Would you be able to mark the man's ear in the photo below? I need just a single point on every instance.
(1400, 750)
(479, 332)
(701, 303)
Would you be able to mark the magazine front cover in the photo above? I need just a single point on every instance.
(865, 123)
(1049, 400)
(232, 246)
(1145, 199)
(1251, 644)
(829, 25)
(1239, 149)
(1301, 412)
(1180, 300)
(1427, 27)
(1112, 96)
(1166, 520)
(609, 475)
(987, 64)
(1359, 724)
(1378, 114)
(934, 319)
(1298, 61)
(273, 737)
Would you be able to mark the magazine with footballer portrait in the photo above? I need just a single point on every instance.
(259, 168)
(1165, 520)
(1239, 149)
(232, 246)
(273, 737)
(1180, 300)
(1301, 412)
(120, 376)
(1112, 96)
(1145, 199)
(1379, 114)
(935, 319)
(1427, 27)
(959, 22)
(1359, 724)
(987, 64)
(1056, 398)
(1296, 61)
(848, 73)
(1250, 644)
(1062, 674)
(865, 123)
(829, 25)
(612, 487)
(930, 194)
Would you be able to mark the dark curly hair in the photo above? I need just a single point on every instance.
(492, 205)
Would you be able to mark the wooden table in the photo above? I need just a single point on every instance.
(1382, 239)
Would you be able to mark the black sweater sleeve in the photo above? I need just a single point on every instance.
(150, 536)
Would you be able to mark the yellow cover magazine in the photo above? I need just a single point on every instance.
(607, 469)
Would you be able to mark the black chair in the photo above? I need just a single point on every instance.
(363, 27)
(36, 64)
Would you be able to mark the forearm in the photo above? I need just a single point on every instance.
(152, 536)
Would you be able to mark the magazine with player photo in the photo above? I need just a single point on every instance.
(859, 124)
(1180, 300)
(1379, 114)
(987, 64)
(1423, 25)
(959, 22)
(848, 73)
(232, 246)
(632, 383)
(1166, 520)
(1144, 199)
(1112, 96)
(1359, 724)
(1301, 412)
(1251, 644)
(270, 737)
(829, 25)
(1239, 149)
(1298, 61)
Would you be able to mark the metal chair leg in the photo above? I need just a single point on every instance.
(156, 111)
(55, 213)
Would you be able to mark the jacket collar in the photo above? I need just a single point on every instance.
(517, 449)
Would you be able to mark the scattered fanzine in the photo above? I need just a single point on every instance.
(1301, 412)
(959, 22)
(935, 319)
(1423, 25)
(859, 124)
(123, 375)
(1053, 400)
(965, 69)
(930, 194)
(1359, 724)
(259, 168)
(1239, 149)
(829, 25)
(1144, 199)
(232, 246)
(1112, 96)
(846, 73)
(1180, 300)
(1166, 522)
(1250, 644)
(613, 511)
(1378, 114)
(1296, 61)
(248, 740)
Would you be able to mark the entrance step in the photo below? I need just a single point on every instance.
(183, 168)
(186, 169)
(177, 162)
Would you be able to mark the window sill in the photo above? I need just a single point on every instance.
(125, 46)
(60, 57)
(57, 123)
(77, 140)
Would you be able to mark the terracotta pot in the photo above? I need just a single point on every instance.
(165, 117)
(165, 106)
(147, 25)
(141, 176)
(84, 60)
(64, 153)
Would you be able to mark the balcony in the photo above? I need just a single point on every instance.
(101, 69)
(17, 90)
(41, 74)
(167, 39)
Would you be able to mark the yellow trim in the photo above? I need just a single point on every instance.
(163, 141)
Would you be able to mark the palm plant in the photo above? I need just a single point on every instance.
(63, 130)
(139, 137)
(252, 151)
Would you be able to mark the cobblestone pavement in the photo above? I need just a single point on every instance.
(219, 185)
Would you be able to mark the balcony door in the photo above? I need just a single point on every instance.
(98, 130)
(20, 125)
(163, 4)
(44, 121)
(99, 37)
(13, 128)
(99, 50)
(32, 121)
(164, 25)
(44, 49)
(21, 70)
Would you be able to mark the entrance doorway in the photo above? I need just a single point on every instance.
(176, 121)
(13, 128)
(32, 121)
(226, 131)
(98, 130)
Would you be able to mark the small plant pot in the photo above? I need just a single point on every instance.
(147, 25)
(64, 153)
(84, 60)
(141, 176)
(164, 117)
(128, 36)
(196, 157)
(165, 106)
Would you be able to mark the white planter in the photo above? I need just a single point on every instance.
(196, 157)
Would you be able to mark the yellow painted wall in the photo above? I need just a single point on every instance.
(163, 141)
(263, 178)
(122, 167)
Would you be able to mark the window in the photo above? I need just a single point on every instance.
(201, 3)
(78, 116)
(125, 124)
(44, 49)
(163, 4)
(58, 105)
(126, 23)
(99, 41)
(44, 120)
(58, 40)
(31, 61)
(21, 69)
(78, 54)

******************************

▶ DIRECTIVE:
Reproduce verbatim the lines of the listing starting with the line containing "Would you be able to mark the window in" and going on through the end of the listing, both ends included.

▶ RESULT OF THIS TASK:
Would you be able to mark the window in the photo above? I need just a single point on every instance.
(201, 3)
(78, 116)
(125, 124)
(44, 49)
(163, 4)
(58, 105)
(126, 23)
(99, 41)
(44, 120)
(58, 40)
(31, 61)
(21, 69)
(78, 54)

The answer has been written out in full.